Work instructions >> Reproduce, word for word, the part of the grief essay between "Whilst this was" and "the heavy depths.", inclusive.

Study text >>
More Than a Tick-the-Box Process: Five Things I Learned Through Grief

By Abbie Johnson

During the worst time, the people I love, the articles I found and the therapist I spoke to all repeated incessantly information about the five stages of grief. 

‘It’s normal, how you’re feeling,’ they’d say, ‘everyone goes through it.’ 

Whilst this was said in attempts at calming me down, rallying the metaphorical troops and normalising my emotions, at that time it didn’t help. It stirred anger in me. The audacity of the world to suggest that anyone, ever, had understood how I felt.

Now that my grief has plateaued, I’ve regained a sense of humanity, found new parts of life to focus my energy on and crawled out of the heavy depths. 

I refuse to be another voice in the void sharing the five stages of ‘normal’ grief to try and console people who have had their lives flipped upside down. Instead, I want to suggest five life lessons that grief has provided, a solace that makes them mean something rather than diluting them down into a tick-the-box process. 

The Hardships of Rock Bottom

My grief made me aware of my prior naivety. It magnified the insignificance of my minutes of panic and the mundane nature of my anxious days. It provided a juxtaposing perspective on everything. It provided a new facet of relativeness where, though bad days may be bad, they were never and will never feel as crushing as the grief I experienced. 

The Significance of Photographs

After the initial shock to the system, as I tried to navigate the new dark world I resided in, I realised how much the photographs I had of my loved ones meant. 

I sought candid style photographs with the innocence of childhood, the photos where you can physically see that I’d never imagined that those who populated the pictures with me would no longer be here. Each one provided a hit of adrenaline. 

The meaning of these photographs continued to change. Initially a new focus of my attention, they moved on to become the only thing that accompanies my memories. They prompted positive feelings. They didn’t hurt to look at; they weren’t vicious reminders. They were a piece that remains.

True Depth of Love

You truly don’t understand the love you have for someone until they’re no longer here.

Data shown >>
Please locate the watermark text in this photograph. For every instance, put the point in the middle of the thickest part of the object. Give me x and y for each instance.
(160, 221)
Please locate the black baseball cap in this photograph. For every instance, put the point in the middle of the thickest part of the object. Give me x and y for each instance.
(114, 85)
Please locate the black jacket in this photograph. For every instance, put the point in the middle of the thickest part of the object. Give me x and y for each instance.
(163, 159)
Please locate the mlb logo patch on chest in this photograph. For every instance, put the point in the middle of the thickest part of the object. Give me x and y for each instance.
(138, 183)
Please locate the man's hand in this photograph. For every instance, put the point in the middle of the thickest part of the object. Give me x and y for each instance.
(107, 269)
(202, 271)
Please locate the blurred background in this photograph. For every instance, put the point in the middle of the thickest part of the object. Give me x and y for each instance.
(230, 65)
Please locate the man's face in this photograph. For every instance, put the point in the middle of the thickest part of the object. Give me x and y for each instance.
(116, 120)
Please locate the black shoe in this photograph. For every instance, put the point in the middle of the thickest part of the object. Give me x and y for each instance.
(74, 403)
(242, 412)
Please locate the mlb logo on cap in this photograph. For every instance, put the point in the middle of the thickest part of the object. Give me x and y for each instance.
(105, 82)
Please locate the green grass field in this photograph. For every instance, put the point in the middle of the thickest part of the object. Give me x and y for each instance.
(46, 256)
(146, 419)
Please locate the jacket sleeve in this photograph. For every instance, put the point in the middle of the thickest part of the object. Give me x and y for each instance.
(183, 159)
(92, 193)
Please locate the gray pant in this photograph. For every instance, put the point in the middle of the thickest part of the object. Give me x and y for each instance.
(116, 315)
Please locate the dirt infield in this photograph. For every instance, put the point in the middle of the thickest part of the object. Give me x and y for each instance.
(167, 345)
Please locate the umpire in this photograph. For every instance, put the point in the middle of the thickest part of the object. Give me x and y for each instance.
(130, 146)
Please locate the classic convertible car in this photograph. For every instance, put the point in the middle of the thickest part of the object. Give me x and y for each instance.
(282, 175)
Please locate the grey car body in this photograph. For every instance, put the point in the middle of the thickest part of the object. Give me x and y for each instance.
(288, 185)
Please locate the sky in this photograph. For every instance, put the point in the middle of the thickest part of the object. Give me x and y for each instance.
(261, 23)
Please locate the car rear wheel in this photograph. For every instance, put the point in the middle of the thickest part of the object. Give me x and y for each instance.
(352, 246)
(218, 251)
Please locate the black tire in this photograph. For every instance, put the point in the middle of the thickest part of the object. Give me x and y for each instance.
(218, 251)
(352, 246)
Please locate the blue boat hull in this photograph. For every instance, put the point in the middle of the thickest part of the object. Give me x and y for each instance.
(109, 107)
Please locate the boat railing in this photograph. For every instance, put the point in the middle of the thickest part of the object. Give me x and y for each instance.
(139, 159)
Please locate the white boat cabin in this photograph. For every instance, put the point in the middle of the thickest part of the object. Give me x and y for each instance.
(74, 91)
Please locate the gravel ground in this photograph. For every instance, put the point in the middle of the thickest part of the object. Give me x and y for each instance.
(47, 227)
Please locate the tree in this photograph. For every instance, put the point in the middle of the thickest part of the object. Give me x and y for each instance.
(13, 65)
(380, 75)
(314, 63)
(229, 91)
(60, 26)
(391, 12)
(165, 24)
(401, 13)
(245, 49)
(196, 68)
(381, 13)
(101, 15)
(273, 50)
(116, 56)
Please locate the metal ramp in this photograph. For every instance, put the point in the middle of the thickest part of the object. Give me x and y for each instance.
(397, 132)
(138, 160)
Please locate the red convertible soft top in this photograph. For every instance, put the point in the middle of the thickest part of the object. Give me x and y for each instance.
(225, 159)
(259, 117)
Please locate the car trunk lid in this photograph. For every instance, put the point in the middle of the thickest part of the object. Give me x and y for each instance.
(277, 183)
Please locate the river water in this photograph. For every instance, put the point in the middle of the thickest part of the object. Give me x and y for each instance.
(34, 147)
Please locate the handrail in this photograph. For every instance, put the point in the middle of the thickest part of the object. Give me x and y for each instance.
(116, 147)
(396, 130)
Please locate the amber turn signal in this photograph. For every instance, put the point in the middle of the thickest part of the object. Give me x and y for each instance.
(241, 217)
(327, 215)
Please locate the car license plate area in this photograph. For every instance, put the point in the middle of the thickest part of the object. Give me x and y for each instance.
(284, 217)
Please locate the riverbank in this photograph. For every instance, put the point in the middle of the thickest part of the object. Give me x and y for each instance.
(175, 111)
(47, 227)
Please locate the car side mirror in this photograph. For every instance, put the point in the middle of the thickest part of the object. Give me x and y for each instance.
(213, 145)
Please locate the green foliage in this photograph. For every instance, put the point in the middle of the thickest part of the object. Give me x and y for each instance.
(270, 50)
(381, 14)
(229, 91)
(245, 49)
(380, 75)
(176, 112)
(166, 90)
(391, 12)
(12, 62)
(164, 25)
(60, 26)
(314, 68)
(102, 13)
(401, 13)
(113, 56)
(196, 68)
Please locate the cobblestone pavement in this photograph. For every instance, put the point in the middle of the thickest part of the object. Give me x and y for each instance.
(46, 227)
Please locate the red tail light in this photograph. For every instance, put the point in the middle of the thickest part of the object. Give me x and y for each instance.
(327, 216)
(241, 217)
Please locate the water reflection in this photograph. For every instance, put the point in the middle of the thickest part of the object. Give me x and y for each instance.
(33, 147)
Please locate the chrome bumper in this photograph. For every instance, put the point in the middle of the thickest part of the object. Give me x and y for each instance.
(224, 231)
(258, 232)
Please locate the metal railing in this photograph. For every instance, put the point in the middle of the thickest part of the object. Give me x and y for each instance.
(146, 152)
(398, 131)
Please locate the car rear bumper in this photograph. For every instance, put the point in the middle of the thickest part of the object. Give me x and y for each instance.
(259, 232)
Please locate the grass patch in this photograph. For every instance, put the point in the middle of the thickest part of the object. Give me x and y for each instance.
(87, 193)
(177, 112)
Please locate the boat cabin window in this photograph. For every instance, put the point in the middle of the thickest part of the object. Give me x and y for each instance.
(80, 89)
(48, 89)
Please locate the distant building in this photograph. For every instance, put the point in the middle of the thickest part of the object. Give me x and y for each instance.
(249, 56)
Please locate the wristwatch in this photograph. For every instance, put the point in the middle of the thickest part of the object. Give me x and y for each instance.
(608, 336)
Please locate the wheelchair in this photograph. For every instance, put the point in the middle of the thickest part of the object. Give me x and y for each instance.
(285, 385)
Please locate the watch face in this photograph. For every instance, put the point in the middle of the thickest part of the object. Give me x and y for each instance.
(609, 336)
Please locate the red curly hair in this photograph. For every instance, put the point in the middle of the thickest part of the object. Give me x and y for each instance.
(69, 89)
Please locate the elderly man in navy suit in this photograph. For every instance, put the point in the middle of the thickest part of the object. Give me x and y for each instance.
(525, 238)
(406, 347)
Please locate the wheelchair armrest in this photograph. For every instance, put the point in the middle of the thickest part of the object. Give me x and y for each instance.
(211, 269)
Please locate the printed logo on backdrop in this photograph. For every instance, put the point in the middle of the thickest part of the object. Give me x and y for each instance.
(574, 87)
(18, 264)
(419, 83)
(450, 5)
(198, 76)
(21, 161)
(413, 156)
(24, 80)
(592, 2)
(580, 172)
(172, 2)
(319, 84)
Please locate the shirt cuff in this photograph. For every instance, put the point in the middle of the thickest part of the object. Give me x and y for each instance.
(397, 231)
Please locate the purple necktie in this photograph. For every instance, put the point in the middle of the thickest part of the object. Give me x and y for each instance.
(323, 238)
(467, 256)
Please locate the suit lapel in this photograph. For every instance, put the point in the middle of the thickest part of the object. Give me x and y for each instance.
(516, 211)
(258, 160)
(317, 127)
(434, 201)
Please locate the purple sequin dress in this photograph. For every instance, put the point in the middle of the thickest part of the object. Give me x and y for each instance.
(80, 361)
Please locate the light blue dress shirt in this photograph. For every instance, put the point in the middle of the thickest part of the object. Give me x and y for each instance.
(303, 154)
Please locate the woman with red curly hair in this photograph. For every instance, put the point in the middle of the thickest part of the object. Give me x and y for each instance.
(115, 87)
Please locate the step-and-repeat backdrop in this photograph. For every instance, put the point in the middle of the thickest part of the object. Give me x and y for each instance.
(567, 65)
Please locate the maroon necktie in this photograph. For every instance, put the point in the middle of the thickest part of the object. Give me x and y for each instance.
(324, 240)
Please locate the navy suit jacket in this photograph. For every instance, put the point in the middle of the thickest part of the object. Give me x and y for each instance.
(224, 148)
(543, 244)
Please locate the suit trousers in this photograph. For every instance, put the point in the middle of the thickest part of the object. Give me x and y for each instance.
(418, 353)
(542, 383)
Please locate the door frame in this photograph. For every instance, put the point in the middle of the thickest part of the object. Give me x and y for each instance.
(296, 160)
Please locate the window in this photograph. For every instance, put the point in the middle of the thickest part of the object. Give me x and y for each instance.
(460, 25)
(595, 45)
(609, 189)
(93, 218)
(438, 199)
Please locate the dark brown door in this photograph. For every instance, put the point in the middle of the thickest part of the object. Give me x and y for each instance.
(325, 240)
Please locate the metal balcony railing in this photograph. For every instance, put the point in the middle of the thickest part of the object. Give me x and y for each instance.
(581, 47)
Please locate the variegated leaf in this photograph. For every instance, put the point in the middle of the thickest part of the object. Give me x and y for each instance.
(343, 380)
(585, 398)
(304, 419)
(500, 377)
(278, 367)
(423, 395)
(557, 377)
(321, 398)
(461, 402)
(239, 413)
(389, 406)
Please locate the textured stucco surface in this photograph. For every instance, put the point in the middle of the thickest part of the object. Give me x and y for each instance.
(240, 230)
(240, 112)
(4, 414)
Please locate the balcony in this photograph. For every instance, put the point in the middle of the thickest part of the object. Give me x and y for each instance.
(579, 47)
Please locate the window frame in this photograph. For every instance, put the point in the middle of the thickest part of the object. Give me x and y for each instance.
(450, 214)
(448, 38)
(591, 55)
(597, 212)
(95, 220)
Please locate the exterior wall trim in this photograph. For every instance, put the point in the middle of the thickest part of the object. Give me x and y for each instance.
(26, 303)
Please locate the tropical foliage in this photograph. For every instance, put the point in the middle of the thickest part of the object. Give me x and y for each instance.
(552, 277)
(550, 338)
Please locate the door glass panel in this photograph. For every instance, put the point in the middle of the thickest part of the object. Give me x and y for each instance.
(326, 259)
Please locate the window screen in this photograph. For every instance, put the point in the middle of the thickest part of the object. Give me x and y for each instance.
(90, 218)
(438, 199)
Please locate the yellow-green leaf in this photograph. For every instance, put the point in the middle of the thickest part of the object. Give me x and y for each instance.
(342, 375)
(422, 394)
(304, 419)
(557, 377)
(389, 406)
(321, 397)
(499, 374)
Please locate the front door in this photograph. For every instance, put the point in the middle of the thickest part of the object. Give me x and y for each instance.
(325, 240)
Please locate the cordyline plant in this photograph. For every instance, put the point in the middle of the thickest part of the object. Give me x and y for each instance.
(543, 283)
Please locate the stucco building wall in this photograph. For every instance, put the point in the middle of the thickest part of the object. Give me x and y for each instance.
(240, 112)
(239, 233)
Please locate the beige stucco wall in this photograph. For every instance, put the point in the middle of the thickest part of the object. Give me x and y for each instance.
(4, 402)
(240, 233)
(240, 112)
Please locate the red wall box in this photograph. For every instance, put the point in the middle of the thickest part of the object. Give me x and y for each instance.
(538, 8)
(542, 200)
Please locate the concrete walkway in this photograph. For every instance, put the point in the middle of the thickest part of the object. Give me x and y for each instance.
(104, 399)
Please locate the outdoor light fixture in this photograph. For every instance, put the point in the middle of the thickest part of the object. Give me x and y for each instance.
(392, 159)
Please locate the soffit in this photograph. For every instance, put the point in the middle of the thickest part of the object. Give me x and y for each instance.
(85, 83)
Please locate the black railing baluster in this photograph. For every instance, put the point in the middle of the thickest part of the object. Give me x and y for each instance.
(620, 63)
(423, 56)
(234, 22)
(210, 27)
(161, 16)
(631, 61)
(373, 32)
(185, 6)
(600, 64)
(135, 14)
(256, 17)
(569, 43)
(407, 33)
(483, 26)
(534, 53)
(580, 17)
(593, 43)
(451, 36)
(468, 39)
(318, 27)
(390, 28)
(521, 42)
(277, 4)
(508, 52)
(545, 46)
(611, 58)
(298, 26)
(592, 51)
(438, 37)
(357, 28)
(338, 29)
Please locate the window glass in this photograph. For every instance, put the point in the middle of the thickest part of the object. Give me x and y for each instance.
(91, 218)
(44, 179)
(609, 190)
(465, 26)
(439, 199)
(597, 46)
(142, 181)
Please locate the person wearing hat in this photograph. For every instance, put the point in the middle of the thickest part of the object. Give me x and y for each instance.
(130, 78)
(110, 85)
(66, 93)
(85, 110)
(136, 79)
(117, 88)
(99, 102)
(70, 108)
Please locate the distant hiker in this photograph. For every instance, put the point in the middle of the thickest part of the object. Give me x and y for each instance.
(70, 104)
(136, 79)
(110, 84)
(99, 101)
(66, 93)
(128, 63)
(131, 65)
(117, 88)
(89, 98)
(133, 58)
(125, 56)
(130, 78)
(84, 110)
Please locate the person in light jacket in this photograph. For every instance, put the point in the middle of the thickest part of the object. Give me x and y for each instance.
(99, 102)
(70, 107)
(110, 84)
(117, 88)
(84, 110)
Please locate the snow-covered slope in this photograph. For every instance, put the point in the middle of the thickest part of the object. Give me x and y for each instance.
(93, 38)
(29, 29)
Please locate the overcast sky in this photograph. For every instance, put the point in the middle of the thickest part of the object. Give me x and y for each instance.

Exercise answer >>
Whilst this was said in attempts at calming me down, rallying the metaphorical troops and normalising my emotions, at that time it didn’t help. It stirred anger in me. The audacity of the world to suggest that anyone, ever, had understood how I felt.

Now that my grief has plateaued, I’ve regained a sense of humanity, found new parts of life to focus my energy on and crawled out of the heavy depths.